> [DATA SECTION]
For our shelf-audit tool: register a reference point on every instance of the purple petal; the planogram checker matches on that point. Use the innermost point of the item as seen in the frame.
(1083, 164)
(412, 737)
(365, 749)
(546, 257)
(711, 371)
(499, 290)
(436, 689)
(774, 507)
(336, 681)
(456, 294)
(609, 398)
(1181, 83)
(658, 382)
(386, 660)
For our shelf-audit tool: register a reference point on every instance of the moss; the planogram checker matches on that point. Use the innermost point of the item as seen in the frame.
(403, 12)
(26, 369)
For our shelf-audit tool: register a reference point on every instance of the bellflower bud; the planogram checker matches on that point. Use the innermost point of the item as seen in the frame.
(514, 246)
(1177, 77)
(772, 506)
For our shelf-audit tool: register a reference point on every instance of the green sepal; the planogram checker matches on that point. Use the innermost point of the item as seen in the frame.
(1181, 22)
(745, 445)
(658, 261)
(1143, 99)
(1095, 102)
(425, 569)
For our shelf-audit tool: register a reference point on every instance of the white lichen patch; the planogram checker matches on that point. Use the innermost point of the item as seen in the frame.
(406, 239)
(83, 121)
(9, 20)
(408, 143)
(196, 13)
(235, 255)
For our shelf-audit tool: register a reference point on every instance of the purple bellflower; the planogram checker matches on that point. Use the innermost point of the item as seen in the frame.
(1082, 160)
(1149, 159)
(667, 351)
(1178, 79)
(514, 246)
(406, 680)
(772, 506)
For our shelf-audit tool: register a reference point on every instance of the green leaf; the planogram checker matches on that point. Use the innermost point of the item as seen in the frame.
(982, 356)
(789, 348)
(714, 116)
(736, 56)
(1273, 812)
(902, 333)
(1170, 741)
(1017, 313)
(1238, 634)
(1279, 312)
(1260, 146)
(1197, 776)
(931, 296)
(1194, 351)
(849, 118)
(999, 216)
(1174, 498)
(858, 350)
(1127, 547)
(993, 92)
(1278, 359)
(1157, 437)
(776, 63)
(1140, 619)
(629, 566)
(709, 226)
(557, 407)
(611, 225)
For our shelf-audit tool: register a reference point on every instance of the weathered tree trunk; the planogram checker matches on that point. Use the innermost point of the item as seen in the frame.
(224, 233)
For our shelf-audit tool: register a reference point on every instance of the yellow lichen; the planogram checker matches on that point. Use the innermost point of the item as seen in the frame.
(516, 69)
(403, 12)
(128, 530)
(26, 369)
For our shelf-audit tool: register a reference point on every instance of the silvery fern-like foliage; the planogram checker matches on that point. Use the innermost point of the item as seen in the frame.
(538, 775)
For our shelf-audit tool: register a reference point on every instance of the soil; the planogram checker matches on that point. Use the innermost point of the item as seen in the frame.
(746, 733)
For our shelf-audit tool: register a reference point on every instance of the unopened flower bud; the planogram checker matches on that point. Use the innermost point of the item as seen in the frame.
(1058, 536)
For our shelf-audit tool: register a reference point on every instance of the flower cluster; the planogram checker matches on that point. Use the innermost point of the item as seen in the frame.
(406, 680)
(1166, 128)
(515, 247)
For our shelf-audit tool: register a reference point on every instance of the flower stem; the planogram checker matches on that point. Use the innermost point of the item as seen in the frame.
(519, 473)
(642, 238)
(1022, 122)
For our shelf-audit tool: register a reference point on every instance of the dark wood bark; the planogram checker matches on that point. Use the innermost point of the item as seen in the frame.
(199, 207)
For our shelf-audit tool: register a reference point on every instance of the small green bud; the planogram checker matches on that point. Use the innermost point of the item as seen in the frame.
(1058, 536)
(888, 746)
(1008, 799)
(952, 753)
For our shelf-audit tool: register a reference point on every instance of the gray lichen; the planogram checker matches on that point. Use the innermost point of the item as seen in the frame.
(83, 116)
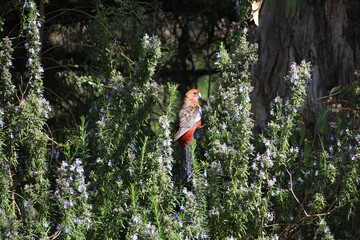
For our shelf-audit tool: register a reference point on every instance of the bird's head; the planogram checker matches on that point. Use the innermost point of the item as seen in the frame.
(193, 95)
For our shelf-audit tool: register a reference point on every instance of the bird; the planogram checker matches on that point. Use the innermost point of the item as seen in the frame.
(189, 121)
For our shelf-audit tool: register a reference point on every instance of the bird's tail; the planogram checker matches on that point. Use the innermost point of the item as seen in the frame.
(185, 166)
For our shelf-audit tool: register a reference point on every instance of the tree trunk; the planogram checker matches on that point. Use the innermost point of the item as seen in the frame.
(325, 32)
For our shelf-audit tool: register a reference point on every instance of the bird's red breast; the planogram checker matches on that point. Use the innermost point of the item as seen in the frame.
(190, 118)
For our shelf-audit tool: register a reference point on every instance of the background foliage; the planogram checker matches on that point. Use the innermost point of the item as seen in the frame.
(111, 170)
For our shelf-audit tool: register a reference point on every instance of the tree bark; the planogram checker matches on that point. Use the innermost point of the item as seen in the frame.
(325, 32)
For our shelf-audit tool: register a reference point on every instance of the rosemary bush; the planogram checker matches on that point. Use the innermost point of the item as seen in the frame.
(115, 176)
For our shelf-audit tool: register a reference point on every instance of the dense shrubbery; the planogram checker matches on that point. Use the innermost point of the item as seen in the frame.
(117, 176)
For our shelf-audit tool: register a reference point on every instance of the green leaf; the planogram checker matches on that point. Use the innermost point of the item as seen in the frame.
(320, 124)
(335, 90)
(302, 134)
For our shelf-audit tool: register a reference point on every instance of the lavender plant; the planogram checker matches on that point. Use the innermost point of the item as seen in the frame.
(9, 224)
(229, 126)
(71, 190)
(122, 143)
(31, 114)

> [WHAT THIS TASK INVOLVES] Can you write out, word for word, everything from the line containing "of the lavender" down to the end of the records?

> [RESULT OF THE TASK]
For our shelf-audit tool: register a reference point on every instance of the lavender plant; the planogram checker matches on that point. Use the innermost point of the item as seen in the frame.
(9, 224)
(229, 126)
(71, 190)
(122, 143)
(31, 114)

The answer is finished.